Passage for review:
####
As City Administrator, Wesson has overseen the day-to-day operations of the City of Dickson, more than 200 employees and a $35 million budget for the last 13 years.
“Mr. Wesson’s done a great job for this city,” Weiss said. “He’s well-respected, I think, by this council and, I know, by the department heads and the city staff and employees. And I’m going to miss him as kind of my right hand around here. So, we do wish him well in retirement and it’s well deserved.”
Wesson’s final duties will be at the July 1 City Council meeting.
With the announcement of Wesson’s pending departure, Weiss announced he is naming Public Works Director David Travis to “fill in as the Acting City Administrator effective July 2, 2024, until I come back to you at a future meeting with a recommendation.”
A Dickson native and 1994 graduate of Dickson County High School, Travis joined the city in April 1995 as a part-time employee in the Parks and Recreation Department. He was employed full-time in June of that year and rose to the position of crew leader.
After the city consolidated parks, cemetery, maintenance, street, sanitation and other divisions into the Public Works Department in 2012 with Jeff Lewis as director, Travis was named supervisor of Buildings and Grounds in 2014 and became superintendent in 2015. When Lewis returned to the Dickson Police Department to become chief in 2017, Travis was named director of Public Works.
For the last seven years, he has directed a department with 49 full-time employees and a budget that has been as high as $9 million due to projects such as the Henslee Park Splash Pad and Playground.
With the City of Dickson’s Charter providing for a part-time mayor, the city administrator is responsible for conducting the daily business of the city, advising and informing the mayor and city council of the needs of the city, making recommendations on improvements for the citizens and preparing and overseeing the city’s annual budget.
####
Information shown:
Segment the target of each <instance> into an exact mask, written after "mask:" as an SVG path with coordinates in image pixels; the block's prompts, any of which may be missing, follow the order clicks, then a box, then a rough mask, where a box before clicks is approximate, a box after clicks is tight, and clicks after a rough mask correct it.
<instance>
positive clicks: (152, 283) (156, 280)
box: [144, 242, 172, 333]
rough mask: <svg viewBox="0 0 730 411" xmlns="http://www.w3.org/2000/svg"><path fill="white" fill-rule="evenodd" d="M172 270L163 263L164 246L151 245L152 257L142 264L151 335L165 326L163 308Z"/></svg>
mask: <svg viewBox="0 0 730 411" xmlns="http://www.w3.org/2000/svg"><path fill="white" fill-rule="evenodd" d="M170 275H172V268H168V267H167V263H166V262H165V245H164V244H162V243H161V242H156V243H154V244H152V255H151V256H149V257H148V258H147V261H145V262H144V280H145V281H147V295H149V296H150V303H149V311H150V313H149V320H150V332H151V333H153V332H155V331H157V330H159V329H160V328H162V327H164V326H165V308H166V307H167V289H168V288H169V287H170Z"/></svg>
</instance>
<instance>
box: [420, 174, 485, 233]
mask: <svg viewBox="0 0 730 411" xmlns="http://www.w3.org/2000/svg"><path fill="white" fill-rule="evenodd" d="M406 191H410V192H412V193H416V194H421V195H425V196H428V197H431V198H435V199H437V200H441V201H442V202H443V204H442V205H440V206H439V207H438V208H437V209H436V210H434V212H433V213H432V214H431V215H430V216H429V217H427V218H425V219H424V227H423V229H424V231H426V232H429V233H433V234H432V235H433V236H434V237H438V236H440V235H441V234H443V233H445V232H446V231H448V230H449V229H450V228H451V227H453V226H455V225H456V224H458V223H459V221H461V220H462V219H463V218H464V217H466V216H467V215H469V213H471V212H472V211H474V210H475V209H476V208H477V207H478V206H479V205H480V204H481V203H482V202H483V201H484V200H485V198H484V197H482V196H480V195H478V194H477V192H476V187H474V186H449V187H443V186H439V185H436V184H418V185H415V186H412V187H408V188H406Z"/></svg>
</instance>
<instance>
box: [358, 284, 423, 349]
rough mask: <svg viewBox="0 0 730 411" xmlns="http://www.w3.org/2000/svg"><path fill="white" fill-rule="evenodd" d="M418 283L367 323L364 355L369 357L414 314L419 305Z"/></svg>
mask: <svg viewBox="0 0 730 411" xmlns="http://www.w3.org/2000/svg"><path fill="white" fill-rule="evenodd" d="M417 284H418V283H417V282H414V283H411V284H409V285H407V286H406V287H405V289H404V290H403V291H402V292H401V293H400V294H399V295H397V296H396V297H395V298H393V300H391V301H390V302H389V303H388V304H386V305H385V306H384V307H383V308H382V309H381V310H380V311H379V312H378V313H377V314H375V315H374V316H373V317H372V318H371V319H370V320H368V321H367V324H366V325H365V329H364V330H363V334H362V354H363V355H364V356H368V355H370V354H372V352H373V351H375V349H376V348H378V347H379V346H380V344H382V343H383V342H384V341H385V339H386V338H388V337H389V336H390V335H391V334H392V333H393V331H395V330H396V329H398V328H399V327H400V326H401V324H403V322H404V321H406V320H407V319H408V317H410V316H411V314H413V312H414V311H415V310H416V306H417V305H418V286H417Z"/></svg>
####
Retype the part of the passage on Dickson's city administrator that opens with the words containing "A Dickson native" and closes with "of crew leader.". The entries come from a different source than the passage.

A Dickson native and 1994 graduate of Dickson County High School, Travis joined the city in April 1995 as a part-time employee in the Parks and Recreation Department. He was employed full-time in June of that year and rose to the position of crew leader.